**Task to complete**
In the research summary, which journal published the study comparing out-of-pocket health expenses among individuals in nine countries?

**Given text**
=====

I worked with Loren Collingwood, Will McGuire, Sarah Hampson, and Ben Gonzalez on several projects examining the impact drop boxes have on voting patterns in vote-by-mail Washington.  One study, published by Election Law Research, measures the effect large expansions in drop boxes numbers in King County have had on voter turnout in 2015 and 2016.  A second project, published by Social Science Quarterly, uses an experimental design to investigate the impact that drop box proximity has on voting turnout in Pierce County.  Visit our website for more detail. 


Using household survey data from the Luxembourg Income Study, I’ve been investigating differences among countries in the incidence of out-of-pocket health expenses.  One study examines the incidence in seven countries,  and compares citizens across the seven countries with a similar health status.  This study is published in Health Policy; you can also find a 5 minute video of the paper presentation there.  Another study compares the incidence among individuals in nine different countries with similar age and income profile; this was published in Health Services Research.  A third Project (“The Financial Burden of Out-of-Pocket Expense in the US and Canada: How Different is the US?“) compares the US with Canada. I also estimate the probability that out-of-pocket expenses in the US exceed a threshold share of income based on individuals’ health, income, and age, and estimate changes to these probabilities between 2010 and 2013. These last two studies were published in Open Medicine.

=====

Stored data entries

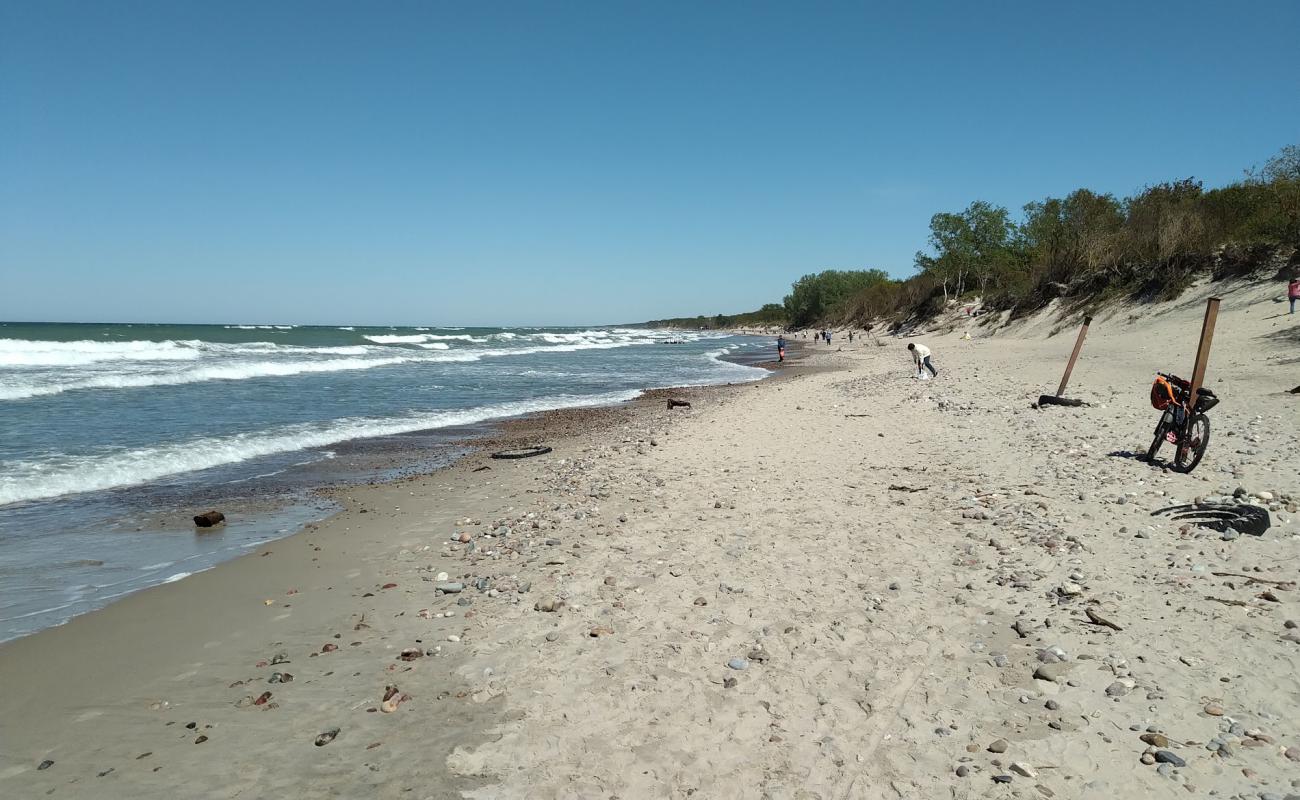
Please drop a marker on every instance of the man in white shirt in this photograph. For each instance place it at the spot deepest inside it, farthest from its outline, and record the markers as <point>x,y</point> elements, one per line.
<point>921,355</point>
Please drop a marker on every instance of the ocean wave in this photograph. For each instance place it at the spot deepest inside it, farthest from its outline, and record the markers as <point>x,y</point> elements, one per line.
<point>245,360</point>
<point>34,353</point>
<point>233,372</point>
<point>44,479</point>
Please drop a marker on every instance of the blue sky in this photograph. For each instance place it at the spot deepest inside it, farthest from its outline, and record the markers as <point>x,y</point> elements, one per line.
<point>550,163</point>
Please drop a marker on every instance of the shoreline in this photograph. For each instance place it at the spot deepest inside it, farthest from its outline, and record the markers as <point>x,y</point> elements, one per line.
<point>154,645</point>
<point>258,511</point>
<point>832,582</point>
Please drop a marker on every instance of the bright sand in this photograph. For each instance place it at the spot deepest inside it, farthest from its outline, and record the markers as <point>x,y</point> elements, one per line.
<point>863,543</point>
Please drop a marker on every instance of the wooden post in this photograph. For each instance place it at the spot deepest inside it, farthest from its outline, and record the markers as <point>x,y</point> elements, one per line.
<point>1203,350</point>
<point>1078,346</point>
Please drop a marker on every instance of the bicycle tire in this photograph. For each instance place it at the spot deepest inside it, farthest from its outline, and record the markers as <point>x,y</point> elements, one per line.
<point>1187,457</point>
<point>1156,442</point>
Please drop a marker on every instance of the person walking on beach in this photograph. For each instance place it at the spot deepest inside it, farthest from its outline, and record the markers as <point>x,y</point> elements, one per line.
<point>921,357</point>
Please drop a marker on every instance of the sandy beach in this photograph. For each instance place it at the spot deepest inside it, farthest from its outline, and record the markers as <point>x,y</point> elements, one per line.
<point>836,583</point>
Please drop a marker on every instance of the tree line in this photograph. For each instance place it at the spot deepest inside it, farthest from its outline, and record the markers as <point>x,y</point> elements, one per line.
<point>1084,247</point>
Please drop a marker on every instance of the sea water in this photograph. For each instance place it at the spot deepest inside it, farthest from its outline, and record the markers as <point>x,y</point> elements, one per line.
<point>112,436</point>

=====

**Result**
Health Services Research